[Referring expression data]
· · · · · · ·

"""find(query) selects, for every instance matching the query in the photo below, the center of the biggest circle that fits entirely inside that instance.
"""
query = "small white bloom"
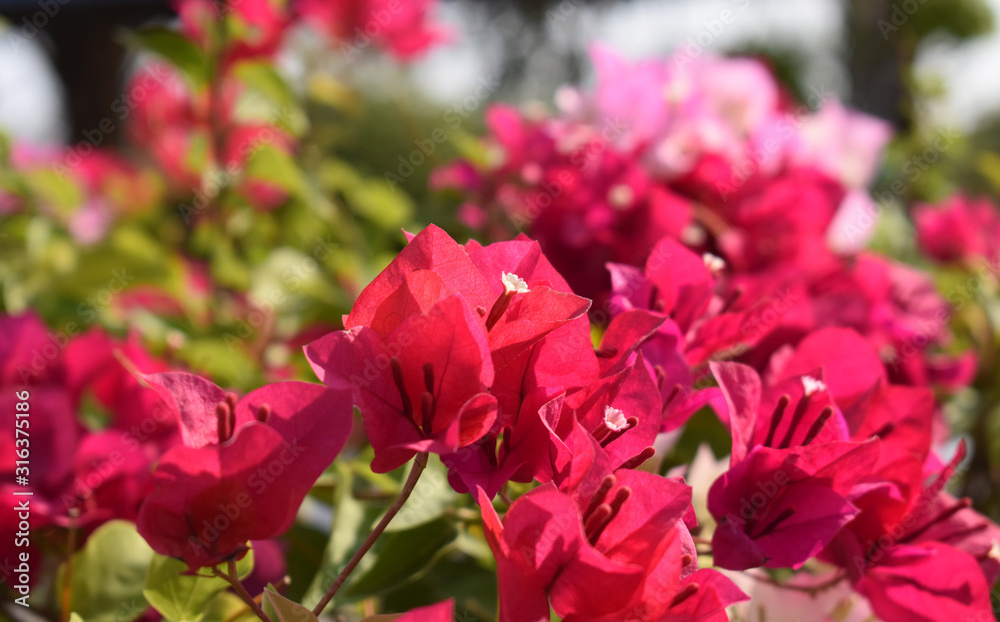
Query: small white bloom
(513, 283)
(714, 263)
(693, 235)
(614, 419)
(812, 385)
(620, 196)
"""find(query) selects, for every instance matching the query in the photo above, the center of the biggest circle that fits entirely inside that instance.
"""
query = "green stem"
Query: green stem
(233, 577)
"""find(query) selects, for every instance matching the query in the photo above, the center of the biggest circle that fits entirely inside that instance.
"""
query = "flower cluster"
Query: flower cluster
(478, 353)
(692, 269)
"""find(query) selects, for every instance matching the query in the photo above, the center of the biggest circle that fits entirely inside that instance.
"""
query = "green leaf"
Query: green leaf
(376, 201)
(174, 48)
(403, 556)
(350, 521)
(429, 499)
(228, 607)
(185, 597)
(270, 164)
(107, 576)
(283, 111)
(279, 608)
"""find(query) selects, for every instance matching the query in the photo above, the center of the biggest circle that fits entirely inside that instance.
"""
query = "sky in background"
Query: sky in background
(31, 108)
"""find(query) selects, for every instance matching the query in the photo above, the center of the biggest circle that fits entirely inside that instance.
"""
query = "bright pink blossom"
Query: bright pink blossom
(222, 487)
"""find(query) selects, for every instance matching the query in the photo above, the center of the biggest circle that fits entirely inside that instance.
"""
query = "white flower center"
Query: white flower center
(614, 419)
(714, 263)
(812, 385)
(693, 235)
(513, 283)
(620, 196)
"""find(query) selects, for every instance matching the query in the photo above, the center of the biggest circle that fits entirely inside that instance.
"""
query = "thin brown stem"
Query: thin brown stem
(67, 594)
(232, 576)
(812, 590)
(419, 463)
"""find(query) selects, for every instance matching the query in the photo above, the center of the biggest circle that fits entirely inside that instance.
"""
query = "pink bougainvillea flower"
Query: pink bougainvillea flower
(961, 228)
(254, 28)
(421, 387)
(788, 490)
(244, 468)
(444, 344)
(551, 549)
(914, 551)
(843, 143)
(930, 582)
(404, 29)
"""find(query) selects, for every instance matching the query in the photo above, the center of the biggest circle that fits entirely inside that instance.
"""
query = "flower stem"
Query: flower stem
(812, 590)
(419, 463)
(67, 594)
(233, 577)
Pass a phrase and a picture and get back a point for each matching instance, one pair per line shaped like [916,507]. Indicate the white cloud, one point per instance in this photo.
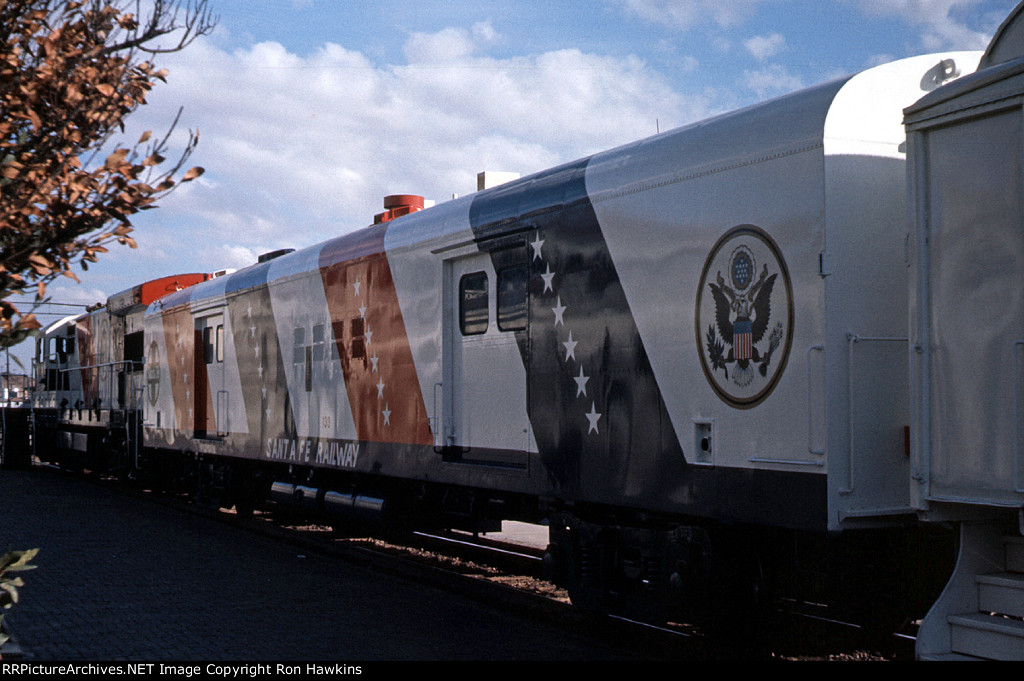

· · · · · · ·

Please retype, exactly and only, the lines from the one holding "Query: flower stem" to the end of the entries, both ends included, without any pictures.

> _ANSWER TO THE EXERCISE_
Query: flower stem
(812, 590)
(419, 463)
(67, 594)
(233, 577)
Pass a phrase and a picture and get back a point for each matching instance, one pair per line shaped like [916,507]. Indicate the white cloud, one point per instance in this photo.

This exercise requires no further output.